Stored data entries
=== Section Start ===
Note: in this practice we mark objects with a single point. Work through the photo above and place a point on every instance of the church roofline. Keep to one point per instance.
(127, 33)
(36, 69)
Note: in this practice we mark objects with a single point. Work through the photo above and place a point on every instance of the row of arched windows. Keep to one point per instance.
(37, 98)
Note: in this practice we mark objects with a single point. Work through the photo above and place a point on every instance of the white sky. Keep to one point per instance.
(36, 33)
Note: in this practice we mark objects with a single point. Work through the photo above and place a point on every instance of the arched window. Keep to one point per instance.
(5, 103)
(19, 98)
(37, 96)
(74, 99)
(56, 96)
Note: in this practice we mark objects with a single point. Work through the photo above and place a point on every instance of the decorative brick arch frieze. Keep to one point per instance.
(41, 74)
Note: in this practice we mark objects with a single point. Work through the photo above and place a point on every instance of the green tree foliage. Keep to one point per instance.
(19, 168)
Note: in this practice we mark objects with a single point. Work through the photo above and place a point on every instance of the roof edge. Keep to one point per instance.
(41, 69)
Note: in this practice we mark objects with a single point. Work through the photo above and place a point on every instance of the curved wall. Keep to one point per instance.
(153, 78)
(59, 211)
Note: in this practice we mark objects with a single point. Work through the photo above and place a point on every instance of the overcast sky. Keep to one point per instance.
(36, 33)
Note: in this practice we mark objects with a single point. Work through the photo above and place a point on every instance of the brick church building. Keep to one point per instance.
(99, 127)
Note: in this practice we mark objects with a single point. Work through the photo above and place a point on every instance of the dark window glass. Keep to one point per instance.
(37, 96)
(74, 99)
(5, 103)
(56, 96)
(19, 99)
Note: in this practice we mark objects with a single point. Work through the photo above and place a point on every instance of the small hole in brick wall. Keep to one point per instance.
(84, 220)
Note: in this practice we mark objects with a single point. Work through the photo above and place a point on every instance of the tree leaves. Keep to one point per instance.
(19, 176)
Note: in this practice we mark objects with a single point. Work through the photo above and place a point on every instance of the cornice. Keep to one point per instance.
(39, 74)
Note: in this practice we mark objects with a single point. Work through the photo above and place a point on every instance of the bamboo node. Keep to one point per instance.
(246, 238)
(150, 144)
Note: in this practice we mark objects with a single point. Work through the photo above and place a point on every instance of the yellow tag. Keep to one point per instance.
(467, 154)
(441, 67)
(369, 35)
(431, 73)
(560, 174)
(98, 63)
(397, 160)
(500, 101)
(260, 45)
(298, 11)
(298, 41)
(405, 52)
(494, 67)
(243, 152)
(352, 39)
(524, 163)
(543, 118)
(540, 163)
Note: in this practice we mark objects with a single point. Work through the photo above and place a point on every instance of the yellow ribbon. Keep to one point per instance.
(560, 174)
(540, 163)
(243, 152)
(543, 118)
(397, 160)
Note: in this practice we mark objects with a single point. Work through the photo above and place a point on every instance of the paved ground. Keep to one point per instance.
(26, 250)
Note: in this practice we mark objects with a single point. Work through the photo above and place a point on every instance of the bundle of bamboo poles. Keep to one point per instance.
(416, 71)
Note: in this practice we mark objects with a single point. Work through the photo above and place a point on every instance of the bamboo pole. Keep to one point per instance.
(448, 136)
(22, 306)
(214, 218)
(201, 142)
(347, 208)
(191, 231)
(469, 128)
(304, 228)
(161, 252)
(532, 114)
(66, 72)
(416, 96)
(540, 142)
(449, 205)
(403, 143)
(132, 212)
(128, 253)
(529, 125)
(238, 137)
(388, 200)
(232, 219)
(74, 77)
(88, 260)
=== Section End ===
_PROBLEM DETAILS:_ Word for word, write out all the lines shown above.

_EXERCISE RESPONSE:_
Note: in this practice we mark objects with a single point. Work through the photo above and place a point on every instance of the church roofline. Keep to one point per instance.
(127, 33)
(36, 69)
Note: in this practice we mark objects with a single point. Work through the photo above and place a point on every instance of the row of arched windows. Keep to one point per instance.
(37, 98)
Note: in this practice we mark objects with a single point. Work through the photo above and place a point on every instance of the white sky. Keep to one point per instance.
(36, 33)
Note: in this practice we mark objects with a single point. Work through the photo above and place a point on every instance of the arched window. Keep to one point per instance.
(5, 103)
(19, 98)
(37, 96)
(74, 99)
(56, 96)
Note: in this practice we mark objects with a single point. Work through the photo above and place a point on every instance of the decorative brick arch frieze. Keep to one point per instance.
(41, 74)
Note: in this practice we mark objects with a single point. Work through the photo above and place a point on every instance of the green tree foliage. Keep to one point per instance.
(19, 168)
Note: in this practice we mark objects with a single point. Work through the photo above and place a point on every instance of the roof edge. Keep to one point per instance.
(41, 69)
Note: in this practice we mark objects with a single point. Work through the photo above and place a point on every instance of the curved wall. Keep to one point per instance.
(153, 78)
(59, 211)
Note: in this practice we mark objects with a single point. Work through the photo above and place a point on every instance of the overcast sky. Keep to one point per instance.
(36, 33)
Note: in this practice we mark objects with a single point. Work through the photo above and place a point on every instance of the brick church building. Keep to one point per instance.
(99, 127)
Note: in this practice we mark objects with a single point. Work through the photo above and place a point on every instance of the dark window glass. Keep to one point per instance.
(37, 96)
(74, 99)
(5, 103)
(56, 96)
(19, 99)
Note: in this practice we mark objects with a single point. Work through the photo above and place a point on every instance of the small hole in brick wall. Keep to one point per instance.
(84, 220)
Note: in this practice we mark objects with a single point. Work through the photo above and place a point on every instance of the tree leaves. Keep to one point per instance.
(19, 176)
Note: in this practice we mark objects with a single point. Work through the photo above and place a point on every instance of the cornice. Keep to one point per instance.
(39, 74)
Note: in this practice we mark objects with a single point. Work through the photo above and place a point on every instance of the bamboo node. Keep to one point per instance.
(246, 238)
(150, 144)
Note: in this practice we mark objects with a single point. Work through the photo above and place a point on every instance of the yellow tag. Keep to one point per instance.
(467, 154)
(441, 67)
(369, 35)
(431, 73)
(560, 174)
(98, 63)
(397, 160)
(500, 101)
(260, 45)
(298, 11)
(298, 41)
(405, 52)
(494, 67)
(243, 152)
(352, 39)
(524, 163)
(543, 118)
(540, 163)
Note: in this practice we mark objects with a single point. Work through the photo above and place a point on every instance of the yellow ribbon. Keep to one point per instance.
(560, 174)
(540, 163)
(243, 152)
(543, 118)
(397, 160)
Note: in this practice we mark objects with a single point. Work through the photo above and place a point on every instance of the paved ground. Keep to one point per instance.
(26, 250)
Note: in this practice we mark objects with a single point. Work through the photo above and place a point on every instance of the bundle of bamboo poles. Keep to one point per instance.
(416, 71)
Note: in this practice we mark objects with a single point. Work through the photo above and place a point on every instance of the bamboo pole. Keep to one point per instance.
(448, 136)
(22, 306)
(214, 218)
(201, 142)
(347, 208)
(191, 231)
(469, 128)
(304, 228)
(161, 252)
(532, 114)
(66, 72)
(416, 96)
(540, 142)
(449, 205)
(403, 143)
(132, 212)
(128, 253)
(529, 125)
(238, 137)
(388, 200)
(232, 219)
(74, 77)
(88, 260)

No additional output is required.